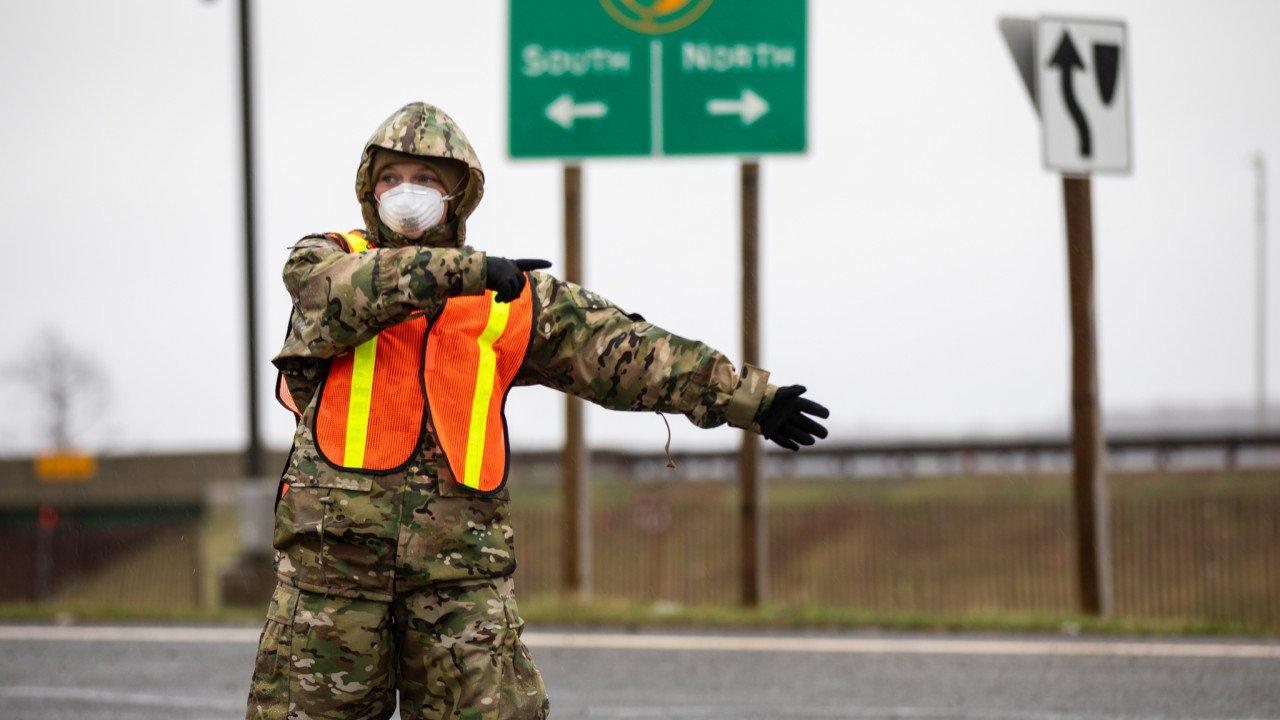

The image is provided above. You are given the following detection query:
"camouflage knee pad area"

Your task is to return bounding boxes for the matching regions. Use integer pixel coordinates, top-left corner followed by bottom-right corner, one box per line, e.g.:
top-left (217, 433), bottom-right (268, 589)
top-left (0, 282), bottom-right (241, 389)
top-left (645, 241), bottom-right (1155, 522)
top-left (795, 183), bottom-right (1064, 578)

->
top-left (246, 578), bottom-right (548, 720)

---

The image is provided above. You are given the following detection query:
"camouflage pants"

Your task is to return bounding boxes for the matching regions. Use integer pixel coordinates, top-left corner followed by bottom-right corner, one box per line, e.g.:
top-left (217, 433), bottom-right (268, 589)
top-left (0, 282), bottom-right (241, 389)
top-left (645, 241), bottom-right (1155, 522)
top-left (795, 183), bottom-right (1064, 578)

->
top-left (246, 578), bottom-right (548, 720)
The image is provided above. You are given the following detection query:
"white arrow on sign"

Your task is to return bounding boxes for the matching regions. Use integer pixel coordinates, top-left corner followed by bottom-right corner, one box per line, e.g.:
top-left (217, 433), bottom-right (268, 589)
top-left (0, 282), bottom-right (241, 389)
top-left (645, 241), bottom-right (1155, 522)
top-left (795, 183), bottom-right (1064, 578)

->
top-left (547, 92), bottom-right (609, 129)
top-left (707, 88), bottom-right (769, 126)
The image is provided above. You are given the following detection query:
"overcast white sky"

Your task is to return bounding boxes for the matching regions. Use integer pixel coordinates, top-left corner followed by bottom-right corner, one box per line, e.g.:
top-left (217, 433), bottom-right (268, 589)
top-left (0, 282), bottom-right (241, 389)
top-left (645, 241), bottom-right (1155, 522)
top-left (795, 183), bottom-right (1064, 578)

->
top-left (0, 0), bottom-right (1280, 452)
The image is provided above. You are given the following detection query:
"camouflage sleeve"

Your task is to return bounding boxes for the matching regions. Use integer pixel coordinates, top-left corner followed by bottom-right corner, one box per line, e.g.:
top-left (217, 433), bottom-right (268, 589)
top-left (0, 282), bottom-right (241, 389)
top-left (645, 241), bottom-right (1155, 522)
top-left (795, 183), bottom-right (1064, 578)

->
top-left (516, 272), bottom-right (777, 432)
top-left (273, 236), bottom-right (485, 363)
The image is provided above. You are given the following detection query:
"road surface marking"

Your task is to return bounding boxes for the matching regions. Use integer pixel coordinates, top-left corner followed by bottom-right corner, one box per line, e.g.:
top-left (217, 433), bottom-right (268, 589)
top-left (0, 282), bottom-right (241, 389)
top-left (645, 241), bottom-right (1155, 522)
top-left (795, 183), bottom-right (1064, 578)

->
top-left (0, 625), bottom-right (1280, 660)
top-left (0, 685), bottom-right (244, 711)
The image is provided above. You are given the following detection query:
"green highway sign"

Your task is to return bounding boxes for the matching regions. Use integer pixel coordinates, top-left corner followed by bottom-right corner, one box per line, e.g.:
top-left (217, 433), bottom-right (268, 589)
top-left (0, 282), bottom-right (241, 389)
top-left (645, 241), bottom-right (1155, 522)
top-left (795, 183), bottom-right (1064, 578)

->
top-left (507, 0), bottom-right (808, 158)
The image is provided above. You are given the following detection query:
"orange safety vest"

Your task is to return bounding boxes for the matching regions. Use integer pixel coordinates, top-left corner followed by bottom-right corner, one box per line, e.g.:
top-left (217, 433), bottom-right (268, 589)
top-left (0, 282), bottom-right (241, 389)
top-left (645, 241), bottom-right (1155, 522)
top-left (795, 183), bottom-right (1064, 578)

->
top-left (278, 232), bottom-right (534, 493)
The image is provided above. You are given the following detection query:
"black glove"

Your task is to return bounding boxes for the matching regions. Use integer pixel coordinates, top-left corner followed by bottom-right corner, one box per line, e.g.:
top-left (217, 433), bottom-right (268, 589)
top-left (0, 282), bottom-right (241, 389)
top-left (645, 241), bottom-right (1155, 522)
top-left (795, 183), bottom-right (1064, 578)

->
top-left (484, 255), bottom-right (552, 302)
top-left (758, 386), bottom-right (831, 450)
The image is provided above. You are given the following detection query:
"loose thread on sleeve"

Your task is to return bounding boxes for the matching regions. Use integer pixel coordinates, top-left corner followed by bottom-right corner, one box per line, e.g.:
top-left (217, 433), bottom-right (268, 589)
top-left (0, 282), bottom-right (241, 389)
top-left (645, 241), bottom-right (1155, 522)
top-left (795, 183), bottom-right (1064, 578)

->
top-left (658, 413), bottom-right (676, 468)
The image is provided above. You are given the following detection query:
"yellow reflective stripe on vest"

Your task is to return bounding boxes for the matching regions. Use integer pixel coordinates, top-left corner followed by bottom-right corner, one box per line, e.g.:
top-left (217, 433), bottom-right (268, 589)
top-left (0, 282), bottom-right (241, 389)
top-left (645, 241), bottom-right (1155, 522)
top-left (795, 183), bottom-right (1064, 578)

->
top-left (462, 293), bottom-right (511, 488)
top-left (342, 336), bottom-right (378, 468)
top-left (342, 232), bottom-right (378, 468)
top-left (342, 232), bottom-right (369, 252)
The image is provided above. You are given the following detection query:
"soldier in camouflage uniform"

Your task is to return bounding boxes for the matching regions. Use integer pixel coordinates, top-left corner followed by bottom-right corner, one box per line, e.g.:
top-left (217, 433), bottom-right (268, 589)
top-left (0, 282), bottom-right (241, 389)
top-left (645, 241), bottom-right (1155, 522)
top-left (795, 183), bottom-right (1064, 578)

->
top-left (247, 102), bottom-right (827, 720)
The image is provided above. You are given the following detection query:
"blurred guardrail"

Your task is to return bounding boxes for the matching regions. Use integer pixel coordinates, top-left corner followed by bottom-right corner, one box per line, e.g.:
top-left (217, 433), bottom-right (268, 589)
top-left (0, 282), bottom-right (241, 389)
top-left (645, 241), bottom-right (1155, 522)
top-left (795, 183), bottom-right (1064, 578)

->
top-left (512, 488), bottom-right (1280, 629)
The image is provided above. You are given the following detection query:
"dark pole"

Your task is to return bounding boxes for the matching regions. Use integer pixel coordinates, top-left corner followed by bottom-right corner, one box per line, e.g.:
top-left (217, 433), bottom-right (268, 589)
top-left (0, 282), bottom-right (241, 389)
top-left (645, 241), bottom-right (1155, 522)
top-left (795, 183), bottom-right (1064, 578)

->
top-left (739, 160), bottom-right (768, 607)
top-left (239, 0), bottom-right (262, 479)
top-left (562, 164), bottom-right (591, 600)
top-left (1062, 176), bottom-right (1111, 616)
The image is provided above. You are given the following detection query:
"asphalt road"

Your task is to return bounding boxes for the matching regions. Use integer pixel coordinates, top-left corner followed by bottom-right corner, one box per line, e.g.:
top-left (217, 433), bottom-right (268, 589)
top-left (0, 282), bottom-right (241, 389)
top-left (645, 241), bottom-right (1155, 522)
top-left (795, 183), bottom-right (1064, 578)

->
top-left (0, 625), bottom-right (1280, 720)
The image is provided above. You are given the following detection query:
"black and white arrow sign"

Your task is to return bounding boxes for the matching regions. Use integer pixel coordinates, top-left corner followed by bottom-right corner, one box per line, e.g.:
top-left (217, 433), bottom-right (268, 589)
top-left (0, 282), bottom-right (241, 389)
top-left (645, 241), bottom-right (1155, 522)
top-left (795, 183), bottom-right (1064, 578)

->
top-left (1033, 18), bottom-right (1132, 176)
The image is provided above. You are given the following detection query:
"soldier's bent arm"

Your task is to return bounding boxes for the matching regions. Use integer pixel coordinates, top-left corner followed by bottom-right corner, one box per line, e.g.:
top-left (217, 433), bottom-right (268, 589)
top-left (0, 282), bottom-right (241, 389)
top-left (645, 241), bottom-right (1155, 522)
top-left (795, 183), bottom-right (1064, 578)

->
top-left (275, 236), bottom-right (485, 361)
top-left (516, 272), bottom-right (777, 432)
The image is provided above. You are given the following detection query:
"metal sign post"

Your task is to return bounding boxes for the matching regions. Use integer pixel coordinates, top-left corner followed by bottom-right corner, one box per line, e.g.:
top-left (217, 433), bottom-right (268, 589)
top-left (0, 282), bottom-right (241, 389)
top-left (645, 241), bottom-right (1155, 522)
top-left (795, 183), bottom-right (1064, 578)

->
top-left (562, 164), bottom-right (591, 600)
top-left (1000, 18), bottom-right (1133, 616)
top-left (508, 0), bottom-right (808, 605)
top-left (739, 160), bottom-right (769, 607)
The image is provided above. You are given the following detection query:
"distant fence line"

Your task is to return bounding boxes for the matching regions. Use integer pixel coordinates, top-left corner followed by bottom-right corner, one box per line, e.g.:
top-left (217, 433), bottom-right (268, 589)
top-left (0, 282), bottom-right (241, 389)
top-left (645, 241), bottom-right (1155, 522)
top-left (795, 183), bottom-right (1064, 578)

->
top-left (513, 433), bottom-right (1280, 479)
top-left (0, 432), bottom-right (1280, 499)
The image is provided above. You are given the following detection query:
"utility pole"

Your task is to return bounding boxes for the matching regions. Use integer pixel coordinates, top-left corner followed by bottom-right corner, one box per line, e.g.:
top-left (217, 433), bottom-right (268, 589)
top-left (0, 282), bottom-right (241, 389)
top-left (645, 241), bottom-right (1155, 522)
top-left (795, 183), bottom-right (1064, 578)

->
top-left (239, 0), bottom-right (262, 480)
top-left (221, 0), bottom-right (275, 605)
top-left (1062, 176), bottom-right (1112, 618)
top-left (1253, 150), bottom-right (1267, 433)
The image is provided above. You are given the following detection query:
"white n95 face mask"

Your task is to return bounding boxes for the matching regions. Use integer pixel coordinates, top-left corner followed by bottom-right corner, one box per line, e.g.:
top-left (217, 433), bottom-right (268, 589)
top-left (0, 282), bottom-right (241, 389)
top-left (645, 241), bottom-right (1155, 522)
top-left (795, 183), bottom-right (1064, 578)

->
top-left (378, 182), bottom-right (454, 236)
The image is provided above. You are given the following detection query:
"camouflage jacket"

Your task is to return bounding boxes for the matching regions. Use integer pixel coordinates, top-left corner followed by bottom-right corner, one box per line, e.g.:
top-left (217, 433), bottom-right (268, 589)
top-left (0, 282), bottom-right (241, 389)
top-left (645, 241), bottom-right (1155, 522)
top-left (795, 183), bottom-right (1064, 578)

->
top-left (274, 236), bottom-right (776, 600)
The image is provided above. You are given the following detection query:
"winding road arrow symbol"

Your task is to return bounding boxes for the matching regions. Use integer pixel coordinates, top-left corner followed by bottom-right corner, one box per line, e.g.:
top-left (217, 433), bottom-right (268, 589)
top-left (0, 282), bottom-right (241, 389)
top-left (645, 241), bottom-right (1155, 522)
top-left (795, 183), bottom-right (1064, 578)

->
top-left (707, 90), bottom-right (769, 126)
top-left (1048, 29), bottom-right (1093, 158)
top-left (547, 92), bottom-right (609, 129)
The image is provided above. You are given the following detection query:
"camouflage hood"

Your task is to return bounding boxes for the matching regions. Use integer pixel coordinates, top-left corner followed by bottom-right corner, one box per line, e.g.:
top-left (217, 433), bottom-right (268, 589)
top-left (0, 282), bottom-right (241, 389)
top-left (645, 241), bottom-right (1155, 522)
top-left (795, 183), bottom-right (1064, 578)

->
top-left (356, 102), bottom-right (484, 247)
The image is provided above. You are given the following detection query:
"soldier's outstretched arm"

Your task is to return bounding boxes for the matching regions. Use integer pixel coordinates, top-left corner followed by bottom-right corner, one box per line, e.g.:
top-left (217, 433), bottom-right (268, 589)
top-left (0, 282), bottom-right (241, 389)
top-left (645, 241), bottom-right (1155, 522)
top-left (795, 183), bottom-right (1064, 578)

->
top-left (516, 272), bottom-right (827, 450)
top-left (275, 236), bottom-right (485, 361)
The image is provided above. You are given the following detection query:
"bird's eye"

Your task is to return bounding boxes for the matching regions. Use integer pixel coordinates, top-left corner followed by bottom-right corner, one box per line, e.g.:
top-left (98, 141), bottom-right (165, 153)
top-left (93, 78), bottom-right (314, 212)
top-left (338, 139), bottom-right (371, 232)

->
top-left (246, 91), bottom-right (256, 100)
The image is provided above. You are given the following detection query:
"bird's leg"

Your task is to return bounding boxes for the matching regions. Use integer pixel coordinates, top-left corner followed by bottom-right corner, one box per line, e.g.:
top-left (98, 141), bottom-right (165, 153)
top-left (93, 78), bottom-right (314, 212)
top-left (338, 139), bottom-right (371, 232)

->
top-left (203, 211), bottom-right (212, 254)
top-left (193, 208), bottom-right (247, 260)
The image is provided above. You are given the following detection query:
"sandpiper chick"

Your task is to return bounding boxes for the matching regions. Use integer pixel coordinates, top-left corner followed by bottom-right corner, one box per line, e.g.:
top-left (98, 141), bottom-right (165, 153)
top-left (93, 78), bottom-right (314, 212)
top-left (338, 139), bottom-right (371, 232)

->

* * *

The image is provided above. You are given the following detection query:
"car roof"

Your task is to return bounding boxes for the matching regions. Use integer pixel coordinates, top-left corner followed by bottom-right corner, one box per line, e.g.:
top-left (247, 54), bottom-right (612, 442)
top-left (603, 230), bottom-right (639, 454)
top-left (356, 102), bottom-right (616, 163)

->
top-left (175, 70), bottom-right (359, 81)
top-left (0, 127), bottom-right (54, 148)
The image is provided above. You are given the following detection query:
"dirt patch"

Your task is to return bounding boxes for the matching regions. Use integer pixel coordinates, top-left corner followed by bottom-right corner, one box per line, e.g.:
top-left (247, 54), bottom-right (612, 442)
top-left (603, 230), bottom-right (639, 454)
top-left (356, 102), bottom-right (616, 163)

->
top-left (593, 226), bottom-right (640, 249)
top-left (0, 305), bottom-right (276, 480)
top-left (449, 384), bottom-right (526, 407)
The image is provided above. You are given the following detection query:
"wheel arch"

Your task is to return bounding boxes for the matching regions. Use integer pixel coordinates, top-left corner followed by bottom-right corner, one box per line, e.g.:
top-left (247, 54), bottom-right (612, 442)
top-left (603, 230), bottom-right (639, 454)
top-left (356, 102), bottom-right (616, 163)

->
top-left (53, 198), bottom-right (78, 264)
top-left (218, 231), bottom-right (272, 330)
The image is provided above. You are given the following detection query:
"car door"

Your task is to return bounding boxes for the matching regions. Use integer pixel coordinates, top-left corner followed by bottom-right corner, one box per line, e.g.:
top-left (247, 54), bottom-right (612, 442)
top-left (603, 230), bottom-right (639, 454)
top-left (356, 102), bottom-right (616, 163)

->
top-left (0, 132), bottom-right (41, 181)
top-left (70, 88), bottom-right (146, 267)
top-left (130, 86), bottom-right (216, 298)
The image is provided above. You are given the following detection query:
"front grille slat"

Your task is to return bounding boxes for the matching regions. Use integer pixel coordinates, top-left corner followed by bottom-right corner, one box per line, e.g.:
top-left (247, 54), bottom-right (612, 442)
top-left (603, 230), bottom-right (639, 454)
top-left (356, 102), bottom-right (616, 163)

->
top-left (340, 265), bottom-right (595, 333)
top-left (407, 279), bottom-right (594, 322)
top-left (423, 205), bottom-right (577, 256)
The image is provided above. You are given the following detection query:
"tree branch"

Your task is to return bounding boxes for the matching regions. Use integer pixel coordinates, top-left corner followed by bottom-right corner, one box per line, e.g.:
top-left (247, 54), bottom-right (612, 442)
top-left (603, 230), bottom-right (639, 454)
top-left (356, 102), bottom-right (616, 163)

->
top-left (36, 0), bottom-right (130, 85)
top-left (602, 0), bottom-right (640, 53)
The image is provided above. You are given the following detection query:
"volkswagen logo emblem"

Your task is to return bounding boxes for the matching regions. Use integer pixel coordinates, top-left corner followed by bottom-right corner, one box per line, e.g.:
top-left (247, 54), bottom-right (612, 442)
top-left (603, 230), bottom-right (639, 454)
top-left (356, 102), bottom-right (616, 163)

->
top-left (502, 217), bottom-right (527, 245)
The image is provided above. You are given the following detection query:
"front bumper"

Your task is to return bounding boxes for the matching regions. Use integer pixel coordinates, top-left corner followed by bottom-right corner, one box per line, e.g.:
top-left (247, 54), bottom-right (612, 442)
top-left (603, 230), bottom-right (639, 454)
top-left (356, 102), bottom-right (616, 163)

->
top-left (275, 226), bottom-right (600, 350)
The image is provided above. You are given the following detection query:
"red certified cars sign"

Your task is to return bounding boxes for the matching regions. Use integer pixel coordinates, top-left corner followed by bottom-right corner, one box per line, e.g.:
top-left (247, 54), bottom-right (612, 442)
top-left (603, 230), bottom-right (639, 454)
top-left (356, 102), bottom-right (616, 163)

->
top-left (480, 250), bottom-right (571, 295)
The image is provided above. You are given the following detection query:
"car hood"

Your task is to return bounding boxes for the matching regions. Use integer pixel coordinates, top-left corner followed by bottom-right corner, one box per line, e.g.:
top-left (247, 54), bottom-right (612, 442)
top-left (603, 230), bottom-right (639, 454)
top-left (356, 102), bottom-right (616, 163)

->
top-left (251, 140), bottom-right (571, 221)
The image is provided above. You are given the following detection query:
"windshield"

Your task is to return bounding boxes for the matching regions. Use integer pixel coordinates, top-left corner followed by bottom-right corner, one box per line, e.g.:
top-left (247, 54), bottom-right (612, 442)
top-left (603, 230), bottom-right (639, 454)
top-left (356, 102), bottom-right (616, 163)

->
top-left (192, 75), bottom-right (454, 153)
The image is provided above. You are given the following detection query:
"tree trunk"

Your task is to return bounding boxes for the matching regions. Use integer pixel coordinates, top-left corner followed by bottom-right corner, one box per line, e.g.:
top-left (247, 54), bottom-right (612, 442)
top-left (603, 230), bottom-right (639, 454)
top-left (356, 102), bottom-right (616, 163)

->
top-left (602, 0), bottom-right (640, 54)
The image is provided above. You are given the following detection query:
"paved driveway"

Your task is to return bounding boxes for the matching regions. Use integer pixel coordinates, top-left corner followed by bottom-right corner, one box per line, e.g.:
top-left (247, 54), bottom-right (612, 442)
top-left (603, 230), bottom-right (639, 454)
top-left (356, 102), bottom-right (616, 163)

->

**The problem**
List every line in the rows above that contains the word "white". Matching is case-sensitive.

**Written solution**
"white arrow on sign"
"overcast white sky"
"black and white arrow sign"
"white n95 face mask"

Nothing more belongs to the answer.